━━ 読解文

ビジネスで利用されているコンピューターはWindowsという環境が圧倒的に多いと思います。Windowsで利用するユーザーやPCについてのセキュリティや管理の煩雑さを解決するシステムActive Directoryです。
Active Directory(AD)はMicrosoftが提供するディレクトリサービスで、組織内のユーザーアカウント、コンピュータ、およびリソースの管理を簡素化するために使用されます。またユーザーの集中管理を行うだけでなくセキュリティや認証基盤といった機能も提供しており適切に導入することでシステム管理に大きなメリットがあります。

レムシステムでは多くのActive Directory環境を導入しており、ビジネスに必要とされる機能だけでなく費用対効果の高いシステム導入を行います。

Windowsのユーザー管理でお悩みの管理者へ

 社員の皆さんが利用しているWindows PCのユーザーアカウント管理にお悩みではないでしょうか。利用している全てのPCにローカルユーザーやグループを設定している。この運用でもアクセス権などを設定することはできます。しかし、この運用で以下のようなトラブルが発生した場合、どのようなリスクが想定できるしょうか。

PC毎にユーザーを作成している場合のリスク
  • PCの入れ替え毎にユーザーを作成するためセットアップに時間がかかる
  • アクセス先のサーバー(例:ファイルサーバー)にもユーザーの作成が必要になる
  • ユーザーアカウント管理が煩雑になる
  • ユーザーがパスワードを失念した場合にリセットができない
  • PCに自由にアプリケーションをインストールされ、セキュリティ面でリスクがある

 上記のようなリスク運用にかかる工数は、PCごとにユーザーを管理する環境では減らすことができません。システム管理者が他の業務を兼業している場合にはPCのセットアップで一日を使ってしまうことも多いかと思います。このような運用をしている環境はかなり多く、夜遅くまでPCと格闘しているシステム管理者も多く見かけます。そんなシステム管理者を助けるために用意されたシステムがActive Directoryです。

Active Directory導入の具体的なメリットは?

━━━━
━━ 提示された記録

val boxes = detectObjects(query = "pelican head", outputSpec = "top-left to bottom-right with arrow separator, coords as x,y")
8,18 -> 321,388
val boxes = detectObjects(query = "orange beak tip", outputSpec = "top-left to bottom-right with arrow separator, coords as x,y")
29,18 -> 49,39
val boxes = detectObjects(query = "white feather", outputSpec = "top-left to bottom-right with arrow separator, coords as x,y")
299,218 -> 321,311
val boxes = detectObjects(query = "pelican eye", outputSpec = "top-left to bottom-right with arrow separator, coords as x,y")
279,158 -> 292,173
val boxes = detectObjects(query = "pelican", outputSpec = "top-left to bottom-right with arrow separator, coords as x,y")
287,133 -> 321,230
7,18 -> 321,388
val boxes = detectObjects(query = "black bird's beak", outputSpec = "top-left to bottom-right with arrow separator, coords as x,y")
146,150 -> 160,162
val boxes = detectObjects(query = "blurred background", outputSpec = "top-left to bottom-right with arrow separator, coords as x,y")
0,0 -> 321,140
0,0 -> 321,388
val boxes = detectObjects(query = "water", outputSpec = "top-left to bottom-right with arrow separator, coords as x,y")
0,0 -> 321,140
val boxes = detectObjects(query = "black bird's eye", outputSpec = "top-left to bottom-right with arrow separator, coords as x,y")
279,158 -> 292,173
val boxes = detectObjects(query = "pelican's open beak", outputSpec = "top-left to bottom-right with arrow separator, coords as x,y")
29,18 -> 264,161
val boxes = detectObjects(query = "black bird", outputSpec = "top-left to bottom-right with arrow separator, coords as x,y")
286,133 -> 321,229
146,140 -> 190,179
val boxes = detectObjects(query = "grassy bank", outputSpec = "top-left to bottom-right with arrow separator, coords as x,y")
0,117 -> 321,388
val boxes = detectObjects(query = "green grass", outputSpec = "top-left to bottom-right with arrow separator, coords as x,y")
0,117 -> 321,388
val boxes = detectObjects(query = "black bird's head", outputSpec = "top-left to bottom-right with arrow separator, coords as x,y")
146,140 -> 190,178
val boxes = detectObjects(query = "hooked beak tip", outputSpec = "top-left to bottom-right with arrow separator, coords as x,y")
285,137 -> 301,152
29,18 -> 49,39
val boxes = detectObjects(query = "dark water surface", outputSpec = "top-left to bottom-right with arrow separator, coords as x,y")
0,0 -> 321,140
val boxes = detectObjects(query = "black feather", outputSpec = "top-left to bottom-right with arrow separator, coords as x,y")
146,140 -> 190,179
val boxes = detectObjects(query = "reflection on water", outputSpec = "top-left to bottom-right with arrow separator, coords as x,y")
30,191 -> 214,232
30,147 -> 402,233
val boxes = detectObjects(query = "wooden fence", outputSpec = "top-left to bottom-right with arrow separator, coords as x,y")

━━━━
━━ 提示された記録

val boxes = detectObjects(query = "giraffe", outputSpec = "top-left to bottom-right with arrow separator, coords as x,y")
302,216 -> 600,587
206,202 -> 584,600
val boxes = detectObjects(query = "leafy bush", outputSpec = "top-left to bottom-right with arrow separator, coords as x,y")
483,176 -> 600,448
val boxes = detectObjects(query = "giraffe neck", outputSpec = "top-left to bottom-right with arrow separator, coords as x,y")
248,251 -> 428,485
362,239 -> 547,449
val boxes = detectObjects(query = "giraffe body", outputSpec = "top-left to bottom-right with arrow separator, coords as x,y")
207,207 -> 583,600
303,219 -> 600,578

━━━━

実施事項:
**A.** 読解文において、PCごとにユーザーを作成している場合のリスクとして挙げられている項目をすべて列挙してください。
**B.** Active Directoryについての読解文を、末尾の見出しの後から書き継いでください。

課題別の解答:
**A.**
・PCの入れ替え毎にユーザーを作成するためセットアップに時間がかかる
・アクセス先のサーバー(例:ファイルサーバー)にもユーザーの作成が必要になる
・ユーザーアカウント管理が煩雑になる
・ユーザーがパスワードを失念した場合にリセットができない
・PCに自由にアプリケーションをインストールされ、セキュリティ面でリスクがある

**B.**
 具体的にActive Directoryを導入することでどのようなメリットがあるか。導入するにあたってのメリットは一番知りたい部分だと思います。ここではActive Directoryを導入するメリットをいくつか紹介します。紹介する内容はActive Directoryを導入する一般的な環境の例です。

これ以外でも個々の組織の要件やニーズに応じて、Active Directoryのメリットや必要性は変わってくる場合があります。一般的なワークグループ環境にActive Directoryを導入することで得られる代表的なメリットに絞って紹介していきます。

ユーザーやPCリソース管理の軽減

 Active Directoryを導入することでWindowsのユーザーアカウントやPCリソースの管理を一元的に行うことが可能になります。ある程度、規模の大きな組織や企業では、既にActive Directoryを導入してユーザーアカウントとアクセス権の管理を行っているところが多いかと思います。これはユーザーアカウントやアクセス権の管理、PCリソースの管理を個々に行うことが現実的ではないほど負荷になることが理由です。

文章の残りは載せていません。